• _What to do_
Copy the data from the line containing "Could you please locate the grass field" through the line containing "[315,73,453,262]", substituting "meadow" for "grass field" and leaving everything else unchanged.
- - - - -
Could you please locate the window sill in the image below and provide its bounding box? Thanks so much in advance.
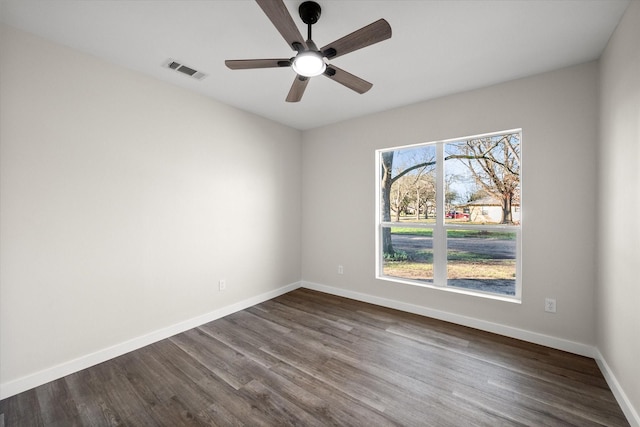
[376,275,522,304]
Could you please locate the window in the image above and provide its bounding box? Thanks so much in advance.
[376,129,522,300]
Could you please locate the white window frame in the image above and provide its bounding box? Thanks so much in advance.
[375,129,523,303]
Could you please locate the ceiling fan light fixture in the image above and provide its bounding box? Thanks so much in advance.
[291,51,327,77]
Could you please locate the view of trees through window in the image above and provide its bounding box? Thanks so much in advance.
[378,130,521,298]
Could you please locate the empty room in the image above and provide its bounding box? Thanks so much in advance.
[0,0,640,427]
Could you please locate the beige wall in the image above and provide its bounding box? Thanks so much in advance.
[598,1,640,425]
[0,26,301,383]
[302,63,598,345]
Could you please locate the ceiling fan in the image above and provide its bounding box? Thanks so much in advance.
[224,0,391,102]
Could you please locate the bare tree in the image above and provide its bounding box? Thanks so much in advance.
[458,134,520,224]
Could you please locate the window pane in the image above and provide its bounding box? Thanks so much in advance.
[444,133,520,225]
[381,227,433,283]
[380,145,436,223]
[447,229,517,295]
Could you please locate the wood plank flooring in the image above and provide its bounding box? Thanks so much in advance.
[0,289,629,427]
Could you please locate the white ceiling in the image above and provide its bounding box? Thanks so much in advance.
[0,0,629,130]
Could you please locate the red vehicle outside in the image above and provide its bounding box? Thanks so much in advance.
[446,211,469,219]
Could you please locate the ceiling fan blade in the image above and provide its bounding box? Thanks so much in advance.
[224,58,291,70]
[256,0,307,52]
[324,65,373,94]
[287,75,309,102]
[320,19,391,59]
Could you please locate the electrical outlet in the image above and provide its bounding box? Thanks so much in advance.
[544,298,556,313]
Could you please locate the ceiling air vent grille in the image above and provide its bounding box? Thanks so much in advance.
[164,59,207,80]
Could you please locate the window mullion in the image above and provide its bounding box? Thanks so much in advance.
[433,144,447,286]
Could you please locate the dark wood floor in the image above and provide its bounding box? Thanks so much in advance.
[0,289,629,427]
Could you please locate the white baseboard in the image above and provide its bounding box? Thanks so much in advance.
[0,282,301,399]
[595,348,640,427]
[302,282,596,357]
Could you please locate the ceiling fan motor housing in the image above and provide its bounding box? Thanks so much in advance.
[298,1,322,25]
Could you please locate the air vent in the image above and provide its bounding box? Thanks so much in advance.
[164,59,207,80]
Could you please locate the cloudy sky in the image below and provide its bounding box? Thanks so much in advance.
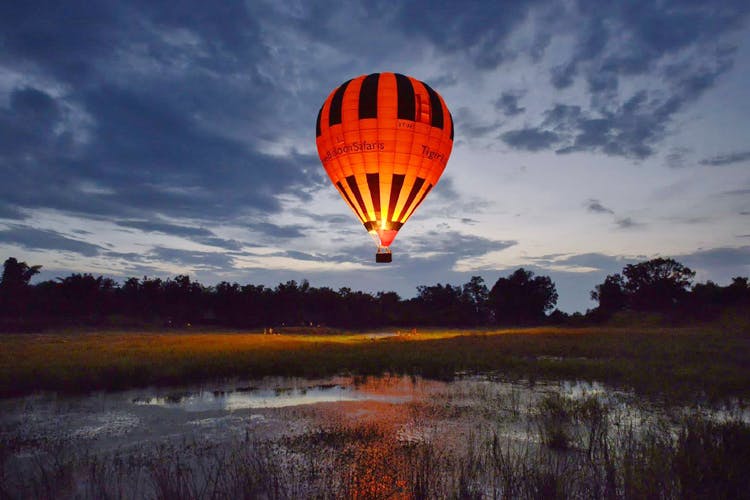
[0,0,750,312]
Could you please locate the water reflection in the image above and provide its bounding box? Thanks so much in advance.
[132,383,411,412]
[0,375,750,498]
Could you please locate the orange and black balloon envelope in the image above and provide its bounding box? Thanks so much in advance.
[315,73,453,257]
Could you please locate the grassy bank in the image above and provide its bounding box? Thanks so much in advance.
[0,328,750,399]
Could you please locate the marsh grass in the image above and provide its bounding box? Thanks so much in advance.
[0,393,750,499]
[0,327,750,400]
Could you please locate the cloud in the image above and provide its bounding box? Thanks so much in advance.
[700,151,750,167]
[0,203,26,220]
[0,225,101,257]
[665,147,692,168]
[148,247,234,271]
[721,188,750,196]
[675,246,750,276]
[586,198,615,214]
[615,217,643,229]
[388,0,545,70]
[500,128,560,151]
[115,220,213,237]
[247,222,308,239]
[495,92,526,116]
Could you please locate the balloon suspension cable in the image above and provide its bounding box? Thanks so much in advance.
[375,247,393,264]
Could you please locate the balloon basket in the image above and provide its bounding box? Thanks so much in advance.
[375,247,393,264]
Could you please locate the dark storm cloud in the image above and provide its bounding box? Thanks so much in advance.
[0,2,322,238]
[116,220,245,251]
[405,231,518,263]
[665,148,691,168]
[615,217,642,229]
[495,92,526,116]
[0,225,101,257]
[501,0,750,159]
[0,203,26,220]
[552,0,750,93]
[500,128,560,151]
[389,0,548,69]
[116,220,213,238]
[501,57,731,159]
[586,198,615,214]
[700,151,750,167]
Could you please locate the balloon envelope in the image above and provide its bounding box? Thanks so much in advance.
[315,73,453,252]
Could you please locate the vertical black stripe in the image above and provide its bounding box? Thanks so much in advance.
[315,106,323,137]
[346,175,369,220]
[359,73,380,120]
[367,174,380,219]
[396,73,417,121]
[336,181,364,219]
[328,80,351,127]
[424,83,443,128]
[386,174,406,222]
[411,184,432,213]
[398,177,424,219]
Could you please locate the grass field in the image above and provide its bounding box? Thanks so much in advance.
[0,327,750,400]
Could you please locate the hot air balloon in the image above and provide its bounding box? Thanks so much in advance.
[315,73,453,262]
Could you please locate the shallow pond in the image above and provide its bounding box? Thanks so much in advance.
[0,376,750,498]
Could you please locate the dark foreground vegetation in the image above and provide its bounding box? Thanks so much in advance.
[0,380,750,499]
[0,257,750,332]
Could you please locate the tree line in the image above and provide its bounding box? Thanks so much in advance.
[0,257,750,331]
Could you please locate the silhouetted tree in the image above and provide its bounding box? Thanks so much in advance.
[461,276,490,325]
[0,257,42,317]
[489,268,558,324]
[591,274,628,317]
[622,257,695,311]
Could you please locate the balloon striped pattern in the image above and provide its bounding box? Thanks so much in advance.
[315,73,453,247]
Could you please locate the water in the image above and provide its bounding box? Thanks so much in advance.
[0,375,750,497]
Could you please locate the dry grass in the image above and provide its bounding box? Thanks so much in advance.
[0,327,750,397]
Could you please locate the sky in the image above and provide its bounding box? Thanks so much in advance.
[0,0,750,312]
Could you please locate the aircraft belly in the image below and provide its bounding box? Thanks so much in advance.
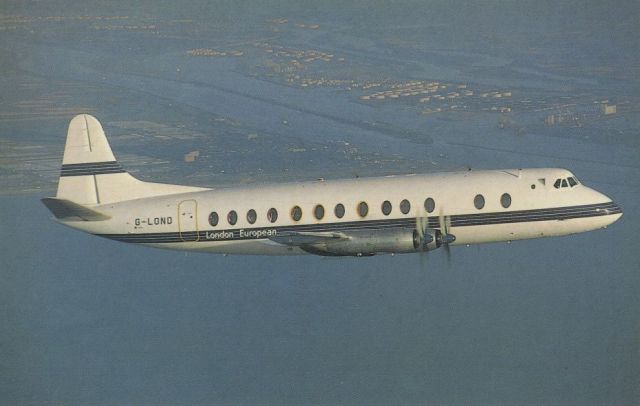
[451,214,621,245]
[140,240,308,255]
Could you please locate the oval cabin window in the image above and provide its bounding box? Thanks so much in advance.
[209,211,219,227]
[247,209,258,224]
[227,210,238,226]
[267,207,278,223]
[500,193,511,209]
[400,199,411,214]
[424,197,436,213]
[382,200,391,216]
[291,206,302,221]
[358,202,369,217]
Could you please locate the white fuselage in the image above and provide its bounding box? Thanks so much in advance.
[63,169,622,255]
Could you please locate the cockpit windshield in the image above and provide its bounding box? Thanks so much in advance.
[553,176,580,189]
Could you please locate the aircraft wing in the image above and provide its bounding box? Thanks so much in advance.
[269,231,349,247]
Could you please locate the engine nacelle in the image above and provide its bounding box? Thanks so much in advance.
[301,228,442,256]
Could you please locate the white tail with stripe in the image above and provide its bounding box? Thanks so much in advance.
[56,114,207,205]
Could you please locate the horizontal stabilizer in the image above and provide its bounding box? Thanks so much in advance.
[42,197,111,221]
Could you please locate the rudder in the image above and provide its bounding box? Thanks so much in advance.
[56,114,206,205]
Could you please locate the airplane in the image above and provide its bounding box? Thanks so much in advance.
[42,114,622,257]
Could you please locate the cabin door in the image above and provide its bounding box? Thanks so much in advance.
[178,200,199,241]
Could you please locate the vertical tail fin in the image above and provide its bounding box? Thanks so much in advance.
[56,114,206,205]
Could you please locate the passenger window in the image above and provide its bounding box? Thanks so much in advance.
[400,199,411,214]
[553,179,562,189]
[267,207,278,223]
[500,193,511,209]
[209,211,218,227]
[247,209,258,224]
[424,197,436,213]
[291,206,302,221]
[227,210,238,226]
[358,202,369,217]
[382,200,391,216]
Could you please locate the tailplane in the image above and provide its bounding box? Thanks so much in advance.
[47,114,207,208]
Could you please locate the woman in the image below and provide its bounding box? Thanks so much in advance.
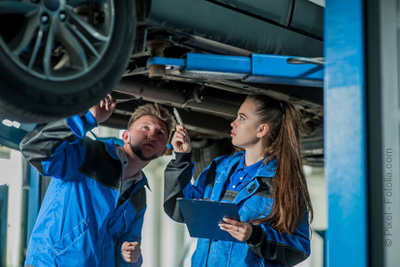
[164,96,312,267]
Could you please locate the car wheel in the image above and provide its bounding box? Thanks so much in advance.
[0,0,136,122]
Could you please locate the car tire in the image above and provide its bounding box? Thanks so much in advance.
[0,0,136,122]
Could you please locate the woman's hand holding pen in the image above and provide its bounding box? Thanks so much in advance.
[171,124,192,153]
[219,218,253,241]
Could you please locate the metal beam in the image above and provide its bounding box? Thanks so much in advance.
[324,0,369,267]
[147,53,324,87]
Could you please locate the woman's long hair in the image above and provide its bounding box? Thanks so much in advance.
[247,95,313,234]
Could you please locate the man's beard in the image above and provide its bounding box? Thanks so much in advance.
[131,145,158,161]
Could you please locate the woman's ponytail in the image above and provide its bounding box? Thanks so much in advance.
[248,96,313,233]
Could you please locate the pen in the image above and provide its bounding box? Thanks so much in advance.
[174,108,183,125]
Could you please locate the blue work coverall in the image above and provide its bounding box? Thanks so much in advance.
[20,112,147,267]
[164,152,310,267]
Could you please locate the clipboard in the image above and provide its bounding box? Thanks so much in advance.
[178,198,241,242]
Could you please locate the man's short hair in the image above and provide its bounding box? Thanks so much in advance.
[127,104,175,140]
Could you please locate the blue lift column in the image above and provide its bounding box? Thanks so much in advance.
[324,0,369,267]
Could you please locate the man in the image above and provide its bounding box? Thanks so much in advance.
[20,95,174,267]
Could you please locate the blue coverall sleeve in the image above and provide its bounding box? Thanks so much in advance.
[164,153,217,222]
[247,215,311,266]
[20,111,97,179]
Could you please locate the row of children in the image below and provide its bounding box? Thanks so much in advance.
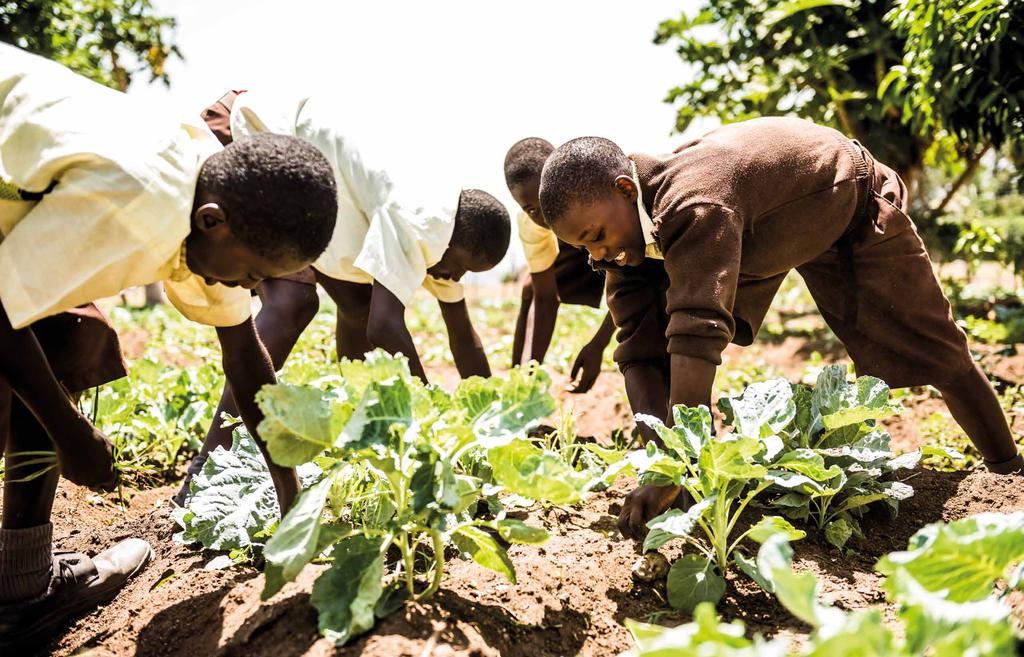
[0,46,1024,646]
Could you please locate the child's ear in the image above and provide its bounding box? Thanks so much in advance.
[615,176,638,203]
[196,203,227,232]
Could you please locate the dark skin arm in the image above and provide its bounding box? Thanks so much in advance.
- - - - -
• _The response_
Could you please locate the meadow in the image above and provide its bounding box? Thanks so much in advance.
[0,327,750,400]
Could you please locate the hot air balloon in the image above and provide its bounding box? Thanks so much in advance.
[315,73,453,262]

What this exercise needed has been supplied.